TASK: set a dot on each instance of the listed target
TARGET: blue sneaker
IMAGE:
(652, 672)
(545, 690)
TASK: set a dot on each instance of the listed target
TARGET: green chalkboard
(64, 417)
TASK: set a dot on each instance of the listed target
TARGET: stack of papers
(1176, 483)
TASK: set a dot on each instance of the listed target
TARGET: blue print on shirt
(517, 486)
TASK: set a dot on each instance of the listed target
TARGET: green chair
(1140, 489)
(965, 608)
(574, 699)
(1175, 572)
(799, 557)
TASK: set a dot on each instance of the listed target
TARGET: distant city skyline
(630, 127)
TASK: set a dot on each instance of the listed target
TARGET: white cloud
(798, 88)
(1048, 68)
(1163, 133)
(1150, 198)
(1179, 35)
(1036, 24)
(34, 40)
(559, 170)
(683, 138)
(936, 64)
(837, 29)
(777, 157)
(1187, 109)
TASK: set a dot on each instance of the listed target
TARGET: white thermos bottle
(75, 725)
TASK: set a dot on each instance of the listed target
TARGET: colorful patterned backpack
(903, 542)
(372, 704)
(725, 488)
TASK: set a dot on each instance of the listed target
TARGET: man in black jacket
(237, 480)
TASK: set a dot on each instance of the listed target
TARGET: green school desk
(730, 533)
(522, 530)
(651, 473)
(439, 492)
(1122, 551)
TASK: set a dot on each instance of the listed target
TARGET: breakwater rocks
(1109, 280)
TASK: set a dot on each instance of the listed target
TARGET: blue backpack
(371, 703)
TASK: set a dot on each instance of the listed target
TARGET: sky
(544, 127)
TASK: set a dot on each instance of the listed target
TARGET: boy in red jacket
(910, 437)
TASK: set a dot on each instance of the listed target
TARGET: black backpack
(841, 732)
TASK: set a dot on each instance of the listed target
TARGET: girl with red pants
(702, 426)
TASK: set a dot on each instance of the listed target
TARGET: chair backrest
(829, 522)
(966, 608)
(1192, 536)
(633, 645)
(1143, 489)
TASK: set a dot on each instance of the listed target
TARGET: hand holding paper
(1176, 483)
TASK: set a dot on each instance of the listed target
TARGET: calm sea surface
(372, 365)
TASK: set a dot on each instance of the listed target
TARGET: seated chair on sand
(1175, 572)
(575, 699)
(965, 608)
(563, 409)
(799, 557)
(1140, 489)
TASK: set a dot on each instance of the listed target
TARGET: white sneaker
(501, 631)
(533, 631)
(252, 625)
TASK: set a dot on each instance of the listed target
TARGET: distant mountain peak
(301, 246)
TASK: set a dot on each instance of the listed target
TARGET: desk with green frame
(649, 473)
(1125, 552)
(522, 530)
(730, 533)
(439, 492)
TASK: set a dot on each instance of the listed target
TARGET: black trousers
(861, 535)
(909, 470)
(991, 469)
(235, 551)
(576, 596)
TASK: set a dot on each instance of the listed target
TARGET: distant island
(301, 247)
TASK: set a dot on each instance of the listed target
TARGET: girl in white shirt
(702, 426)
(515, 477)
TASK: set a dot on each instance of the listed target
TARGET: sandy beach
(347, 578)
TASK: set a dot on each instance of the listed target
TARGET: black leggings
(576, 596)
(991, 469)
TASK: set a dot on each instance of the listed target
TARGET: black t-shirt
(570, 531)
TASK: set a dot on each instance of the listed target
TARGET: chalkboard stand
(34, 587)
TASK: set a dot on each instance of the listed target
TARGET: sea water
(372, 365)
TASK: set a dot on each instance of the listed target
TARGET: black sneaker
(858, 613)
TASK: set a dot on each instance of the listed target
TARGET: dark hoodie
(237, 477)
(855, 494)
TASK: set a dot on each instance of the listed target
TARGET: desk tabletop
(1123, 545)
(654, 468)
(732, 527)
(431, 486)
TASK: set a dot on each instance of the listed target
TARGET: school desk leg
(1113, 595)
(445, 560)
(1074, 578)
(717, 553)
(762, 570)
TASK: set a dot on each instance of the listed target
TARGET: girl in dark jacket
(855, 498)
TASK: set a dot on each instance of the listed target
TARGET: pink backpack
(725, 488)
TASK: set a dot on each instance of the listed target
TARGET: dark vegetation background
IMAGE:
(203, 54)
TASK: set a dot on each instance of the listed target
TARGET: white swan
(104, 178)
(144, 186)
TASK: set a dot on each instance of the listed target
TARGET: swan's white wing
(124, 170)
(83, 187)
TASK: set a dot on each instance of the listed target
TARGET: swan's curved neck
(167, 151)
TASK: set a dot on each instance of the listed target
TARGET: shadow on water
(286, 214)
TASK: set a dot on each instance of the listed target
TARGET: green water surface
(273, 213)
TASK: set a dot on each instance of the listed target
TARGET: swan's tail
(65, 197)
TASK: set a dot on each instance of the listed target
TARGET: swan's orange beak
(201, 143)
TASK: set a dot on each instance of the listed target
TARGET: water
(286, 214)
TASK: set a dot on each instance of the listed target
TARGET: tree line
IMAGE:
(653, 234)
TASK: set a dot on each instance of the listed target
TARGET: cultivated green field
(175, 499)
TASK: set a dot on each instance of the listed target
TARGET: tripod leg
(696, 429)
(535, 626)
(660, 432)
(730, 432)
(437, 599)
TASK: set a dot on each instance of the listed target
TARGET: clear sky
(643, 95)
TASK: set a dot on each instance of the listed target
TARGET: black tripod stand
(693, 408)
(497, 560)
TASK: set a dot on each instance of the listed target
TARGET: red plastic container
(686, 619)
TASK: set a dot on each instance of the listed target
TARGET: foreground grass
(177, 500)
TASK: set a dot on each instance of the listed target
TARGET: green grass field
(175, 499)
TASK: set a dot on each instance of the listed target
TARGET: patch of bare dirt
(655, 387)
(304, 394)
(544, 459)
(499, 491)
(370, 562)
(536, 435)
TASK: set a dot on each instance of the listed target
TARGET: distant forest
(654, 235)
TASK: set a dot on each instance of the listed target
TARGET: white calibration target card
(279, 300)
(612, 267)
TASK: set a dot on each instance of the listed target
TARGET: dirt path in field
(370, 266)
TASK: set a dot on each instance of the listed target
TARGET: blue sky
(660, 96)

---

→ Requirement
Gather every line of the records above that contains the word "surface", and copy each line in full.

→ Worked solution
TARGET: calm sea surface
TARGET: green water surface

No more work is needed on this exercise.